• [Gestellte Aufgabe]: Kopiere die Zeilen der Einträge unverändert, beginnend mit der Zeile, die „Can you spot the wicker“ enthält. Höre nach der Zeile auf, die „x=145, y=75“ enthält, und schließe beide Zeilen ein.

• [Datensatz]:
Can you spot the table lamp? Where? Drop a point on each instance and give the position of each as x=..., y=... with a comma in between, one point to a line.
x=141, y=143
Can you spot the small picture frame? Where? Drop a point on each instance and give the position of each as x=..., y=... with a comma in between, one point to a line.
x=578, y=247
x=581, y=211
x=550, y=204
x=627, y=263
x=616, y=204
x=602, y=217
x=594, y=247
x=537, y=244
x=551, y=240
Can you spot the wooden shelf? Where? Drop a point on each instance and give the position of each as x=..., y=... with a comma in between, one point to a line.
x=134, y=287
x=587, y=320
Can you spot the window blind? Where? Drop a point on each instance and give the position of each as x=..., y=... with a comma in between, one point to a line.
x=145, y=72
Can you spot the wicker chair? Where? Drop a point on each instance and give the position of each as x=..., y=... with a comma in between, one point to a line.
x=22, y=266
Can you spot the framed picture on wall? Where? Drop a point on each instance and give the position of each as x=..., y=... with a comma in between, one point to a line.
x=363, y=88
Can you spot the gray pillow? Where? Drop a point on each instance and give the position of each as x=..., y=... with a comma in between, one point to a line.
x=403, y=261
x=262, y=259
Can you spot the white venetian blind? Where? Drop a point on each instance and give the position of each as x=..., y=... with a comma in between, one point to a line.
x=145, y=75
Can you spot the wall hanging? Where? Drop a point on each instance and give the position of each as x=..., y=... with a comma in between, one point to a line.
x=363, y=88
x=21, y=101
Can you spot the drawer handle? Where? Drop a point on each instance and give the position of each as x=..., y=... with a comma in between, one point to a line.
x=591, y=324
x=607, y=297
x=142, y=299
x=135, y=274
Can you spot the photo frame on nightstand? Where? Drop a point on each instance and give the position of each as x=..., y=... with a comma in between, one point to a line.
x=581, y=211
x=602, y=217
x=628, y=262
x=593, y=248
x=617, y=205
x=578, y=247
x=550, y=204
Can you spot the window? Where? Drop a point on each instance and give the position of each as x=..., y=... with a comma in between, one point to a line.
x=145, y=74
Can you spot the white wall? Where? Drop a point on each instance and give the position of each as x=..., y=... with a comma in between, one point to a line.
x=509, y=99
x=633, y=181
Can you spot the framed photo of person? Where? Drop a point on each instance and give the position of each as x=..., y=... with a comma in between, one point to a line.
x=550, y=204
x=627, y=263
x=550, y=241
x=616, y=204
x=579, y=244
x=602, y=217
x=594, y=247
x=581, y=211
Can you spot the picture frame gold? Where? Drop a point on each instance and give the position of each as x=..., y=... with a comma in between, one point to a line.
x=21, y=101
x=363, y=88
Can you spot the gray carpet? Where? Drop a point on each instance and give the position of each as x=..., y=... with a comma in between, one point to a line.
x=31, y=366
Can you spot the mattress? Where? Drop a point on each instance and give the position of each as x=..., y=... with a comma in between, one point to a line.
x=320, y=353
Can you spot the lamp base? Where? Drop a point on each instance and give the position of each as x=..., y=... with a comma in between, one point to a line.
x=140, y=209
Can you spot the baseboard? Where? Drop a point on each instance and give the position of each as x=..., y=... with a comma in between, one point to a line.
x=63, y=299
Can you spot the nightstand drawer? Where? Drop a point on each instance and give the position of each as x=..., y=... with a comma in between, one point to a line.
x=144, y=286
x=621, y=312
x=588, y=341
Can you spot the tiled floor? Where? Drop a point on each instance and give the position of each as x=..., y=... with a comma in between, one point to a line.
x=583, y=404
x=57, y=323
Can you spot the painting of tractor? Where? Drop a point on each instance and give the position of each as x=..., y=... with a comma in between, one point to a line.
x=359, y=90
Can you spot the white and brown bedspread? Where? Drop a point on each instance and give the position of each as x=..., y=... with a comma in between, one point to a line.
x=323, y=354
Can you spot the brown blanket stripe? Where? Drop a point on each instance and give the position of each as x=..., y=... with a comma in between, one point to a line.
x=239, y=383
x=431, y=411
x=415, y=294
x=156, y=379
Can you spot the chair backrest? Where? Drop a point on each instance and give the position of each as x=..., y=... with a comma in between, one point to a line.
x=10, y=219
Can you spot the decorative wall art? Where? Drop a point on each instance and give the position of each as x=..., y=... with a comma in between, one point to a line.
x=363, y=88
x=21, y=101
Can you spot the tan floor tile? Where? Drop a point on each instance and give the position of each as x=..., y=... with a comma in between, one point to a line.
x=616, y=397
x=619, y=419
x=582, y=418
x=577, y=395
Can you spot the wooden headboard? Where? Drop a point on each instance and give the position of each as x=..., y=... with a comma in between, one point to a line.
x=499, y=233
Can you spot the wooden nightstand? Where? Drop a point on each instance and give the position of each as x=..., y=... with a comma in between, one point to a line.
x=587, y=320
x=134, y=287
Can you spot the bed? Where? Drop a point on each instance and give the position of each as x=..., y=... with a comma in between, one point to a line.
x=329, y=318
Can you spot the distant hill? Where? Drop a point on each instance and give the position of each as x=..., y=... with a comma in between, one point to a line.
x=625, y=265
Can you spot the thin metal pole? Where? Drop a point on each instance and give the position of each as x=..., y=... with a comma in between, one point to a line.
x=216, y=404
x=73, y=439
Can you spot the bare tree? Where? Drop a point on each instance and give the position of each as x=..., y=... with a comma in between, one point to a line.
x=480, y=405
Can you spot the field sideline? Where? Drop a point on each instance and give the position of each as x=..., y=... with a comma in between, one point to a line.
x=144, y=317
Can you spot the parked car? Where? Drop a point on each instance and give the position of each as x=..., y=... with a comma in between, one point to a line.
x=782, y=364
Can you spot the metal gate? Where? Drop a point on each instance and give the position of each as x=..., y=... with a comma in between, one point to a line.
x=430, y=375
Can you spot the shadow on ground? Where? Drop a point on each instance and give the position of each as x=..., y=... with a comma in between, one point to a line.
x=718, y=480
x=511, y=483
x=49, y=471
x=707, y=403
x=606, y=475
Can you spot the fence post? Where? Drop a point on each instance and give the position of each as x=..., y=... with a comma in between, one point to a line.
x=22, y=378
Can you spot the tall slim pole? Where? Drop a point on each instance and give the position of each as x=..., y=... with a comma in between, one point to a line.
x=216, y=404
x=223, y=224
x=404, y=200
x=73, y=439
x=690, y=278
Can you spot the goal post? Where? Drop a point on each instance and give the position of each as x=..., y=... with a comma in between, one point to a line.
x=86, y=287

• [Erledigte Aufgabe]:
Can you spot the wicker chair? Where? Drop a point on each instance and give the position of each as x=..., y=... with a comma in between, one point to a line.
x=22, y=266
Can you spot the framed picture on wall? Where? Drop a point on each instance and give the position of each as x=..., y=... with a comma in between, one point to a line.
x=363, y=88
Can you spot the gray pillow? Where? Drop a point on each instance and give the position of each as x=..., y=... with a comma in between, one point to a line.
x=403, y=261
x=262, y=259
Can you spot the white venetian blind? Where? Drop a point on each instance and give the position of each as x=..., y=... with a comma in between, one point to a line.
x=145, y=75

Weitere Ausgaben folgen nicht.